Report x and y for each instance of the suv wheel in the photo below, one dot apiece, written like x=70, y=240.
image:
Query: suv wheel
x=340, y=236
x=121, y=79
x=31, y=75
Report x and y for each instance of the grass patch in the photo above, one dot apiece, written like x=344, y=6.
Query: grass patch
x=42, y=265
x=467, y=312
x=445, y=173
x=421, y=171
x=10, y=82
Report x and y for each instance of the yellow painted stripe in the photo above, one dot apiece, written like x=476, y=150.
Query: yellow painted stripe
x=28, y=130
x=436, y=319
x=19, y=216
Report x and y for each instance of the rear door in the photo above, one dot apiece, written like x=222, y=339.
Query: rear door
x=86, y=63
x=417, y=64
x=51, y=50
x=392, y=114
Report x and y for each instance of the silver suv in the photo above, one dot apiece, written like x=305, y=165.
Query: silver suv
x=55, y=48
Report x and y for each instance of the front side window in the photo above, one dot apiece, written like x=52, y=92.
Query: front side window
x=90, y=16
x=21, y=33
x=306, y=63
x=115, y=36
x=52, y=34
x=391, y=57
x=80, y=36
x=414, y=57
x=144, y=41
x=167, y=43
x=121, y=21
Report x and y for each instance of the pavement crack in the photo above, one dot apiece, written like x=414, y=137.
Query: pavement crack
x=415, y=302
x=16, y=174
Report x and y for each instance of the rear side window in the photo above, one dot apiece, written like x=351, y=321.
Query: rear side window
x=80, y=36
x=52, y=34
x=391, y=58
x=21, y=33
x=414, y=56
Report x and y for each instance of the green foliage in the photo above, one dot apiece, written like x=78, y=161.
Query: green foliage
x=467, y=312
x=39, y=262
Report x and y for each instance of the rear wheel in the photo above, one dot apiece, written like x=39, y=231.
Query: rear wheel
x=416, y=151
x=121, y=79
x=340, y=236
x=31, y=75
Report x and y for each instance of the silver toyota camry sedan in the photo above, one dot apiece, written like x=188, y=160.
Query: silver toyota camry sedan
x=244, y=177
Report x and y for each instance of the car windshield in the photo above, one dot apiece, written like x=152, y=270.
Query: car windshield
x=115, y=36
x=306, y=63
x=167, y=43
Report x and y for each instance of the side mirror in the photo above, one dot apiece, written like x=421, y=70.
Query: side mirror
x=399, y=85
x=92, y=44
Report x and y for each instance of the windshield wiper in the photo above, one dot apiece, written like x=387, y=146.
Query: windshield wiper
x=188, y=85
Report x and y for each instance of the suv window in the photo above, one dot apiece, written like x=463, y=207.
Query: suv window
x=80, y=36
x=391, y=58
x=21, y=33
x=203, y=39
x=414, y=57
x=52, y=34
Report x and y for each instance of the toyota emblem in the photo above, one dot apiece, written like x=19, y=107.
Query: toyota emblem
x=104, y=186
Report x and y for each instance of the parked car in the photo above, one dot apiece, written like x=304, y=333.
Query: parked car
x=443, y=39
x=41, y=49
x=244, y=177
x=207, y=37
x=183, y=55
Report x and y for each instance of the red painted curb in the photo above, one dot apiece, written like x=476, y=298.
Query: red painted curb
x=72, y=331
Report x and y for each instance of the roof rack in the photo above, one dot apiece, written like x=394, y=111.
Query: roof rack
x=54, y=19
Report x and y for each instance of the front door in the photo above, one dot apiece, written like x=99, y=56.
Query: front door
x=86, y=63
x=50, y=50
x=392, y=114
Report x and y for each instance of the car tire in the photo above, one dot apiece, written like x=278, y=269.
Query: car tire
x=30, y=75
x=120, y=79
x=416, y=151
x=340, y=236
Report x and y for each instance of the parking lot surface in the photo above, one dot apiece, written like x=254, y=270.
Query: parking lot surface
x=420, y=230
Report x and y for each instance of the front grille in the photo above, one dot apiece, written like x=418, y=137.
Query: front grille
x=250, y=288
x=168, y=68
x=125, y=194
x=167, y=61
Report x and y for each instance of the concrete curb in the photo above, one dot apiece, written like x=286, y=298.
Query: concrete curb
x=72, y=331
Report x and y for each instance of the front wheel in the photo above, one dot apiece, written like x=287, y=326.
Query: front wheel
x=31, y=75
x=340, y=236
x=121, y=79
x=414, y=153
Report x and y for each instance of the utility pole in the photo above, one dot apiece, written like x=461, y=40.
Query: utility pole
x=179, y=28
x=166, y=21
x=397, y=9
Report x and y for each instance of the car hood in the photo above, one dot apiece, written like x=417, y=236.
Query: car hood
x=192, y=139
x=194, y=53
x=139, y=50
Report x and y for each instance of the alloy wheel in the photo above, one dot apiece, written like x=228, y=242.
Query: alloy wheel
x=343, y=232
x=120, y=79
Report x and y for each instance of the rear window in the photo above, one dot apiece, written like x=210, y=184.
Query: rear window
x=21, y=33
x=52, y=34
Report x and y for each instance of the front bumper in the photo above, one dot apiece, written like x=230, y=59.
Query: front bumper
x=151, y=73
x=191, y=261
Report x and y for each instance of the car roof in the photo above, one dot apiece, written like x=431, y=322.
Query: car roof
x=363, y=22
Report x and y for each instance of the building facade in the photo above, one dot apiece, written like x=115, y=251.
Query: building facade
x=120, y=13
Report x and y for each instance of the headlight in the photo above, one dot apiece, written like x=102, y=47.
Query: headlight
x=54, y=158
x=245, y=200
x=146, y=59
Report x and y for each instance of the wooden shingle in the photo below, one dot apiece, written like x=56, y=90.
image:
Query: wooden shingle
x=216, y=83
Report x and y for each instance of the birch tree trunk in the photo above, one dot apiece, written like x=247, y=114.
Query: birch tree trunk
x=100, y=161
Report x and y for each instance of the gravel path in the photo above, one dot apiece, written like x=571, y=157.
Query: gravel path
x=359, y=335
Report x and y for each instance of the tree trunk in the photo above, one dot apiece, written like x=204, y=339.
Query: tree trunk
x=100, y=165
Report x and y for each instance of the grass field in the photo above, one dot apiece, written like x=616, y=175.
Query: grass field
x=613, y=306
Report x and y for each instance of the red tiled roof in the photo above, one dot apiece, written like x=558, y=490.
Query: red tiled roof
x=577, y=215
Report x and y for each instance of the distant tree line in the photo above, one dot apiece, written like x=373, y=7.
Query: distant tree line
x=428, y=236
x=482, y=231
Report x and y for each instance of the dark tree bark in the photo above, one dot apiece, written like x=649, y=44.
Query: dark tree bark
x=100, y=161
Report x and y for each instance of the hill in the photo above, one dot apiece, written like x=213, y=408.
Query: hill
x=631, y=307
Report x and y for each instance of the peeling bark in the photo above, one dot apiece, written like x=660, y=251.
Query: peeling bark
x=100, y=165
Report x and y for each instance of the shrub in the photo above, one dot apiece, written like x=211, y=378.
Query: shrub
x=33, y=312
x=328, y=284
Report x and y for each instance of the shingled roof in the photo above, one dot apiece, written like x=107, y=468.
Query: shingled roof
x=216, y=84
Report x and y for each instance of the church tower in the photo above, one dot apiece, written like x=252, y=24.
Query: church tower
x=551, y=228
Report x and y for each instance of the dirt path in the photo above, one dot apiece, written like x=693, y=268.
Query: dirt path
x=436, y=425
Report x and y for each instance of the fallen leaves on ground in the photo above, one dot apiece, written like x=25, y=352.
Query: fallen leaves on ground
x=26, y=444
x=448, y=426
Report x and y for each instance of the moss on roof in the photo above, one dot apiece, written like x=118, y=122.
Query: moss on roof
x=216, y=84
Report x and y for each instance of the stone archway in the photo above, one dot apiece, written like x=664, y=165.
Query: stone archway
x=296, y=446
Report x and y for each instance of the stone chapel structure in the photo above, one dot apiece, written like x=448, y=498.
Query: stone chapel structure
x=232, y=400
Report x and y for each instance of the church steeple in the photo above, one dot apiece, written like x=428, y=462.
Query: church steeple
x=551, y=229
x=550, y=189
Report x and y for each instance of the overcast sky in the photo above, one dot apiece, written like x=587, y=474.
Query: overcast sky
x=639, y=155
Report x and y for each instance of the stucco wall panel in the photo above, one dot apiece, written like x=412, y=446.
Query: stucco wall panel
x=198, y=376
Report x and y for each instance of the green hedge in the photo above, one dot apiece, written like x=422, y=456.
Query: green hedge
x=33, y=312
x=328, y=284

==================================================

→ **WHAT THE TASK REQUIRES**
Please copy, exactly and with nothing else, the lines above beginning at the line that has "Report x and y for each instance of the parked" and ending with the line that has "Report x and y for each instance of the car hood".

→ **WRITTEN REPLY**
Report x and y for each instance of the parked car in the photo above, one dot apiece, written like x=304, y=333.
Query: parked car
x=443, y=39
x=41, y=49
x=244, y=177
x=207, y=37
x=183, y=55
Report x and y for each instance of the red painted curb in the photo above, one dot apiece, written like x=476, y=298.
Query: red painted curb
x=72, y=331
Report x and y for each instance of the roof rack in the photo above, one dot apiece, written like x=394, y=111.
Query: roof rack
x=54, y=19
Report x and y for each instance of the front door in the photo above, one dot apiece, written like x=99, y=56.
Query: front door
x=86, y=63
x=50, y=50
x=392, y=114
Report x and y for each instance of the car tire in the photo above, one dot apiece, written like x=278, y=269.
Query: car tire
x=30, y=75
x=120, y=79
x=416, y=151
x=340, y=236
Report x and y for each instance of the parking lot surface in the photo above, one dot apiece, written like x=254, y=270.
Query: parking lot surface
x=420, y=230
Report x and y for each instance of the front grille in the photo above, one dot apiece, written like x=418, y=137.
Query: front grille
x=250, y=288
x=168, y=68
x=125, y=194
x=167, y=61
Report x and y for each instance of the concrete curb in the photo above, one dot apiece, written like x=286, y=298.
Query: concrete curb
x=72, y=331
Report x and y for each instance of the front wheel in the photo above, one dot apiece, written like x=287, y=326.
Query: front wheel
x=31, y=75
x=340, y=236
x=121, y=79
x=414, y=153
Report x and y for each instance of the utility pole in the photo above, one dot apiece, written like x=461, y=40.
Query: utility pole
x=179, y=28
x=166, y=21
x=397, y=9
Report x and y for each instance of the car hood in the photo above, one dot apiece, written like x=417, y=236.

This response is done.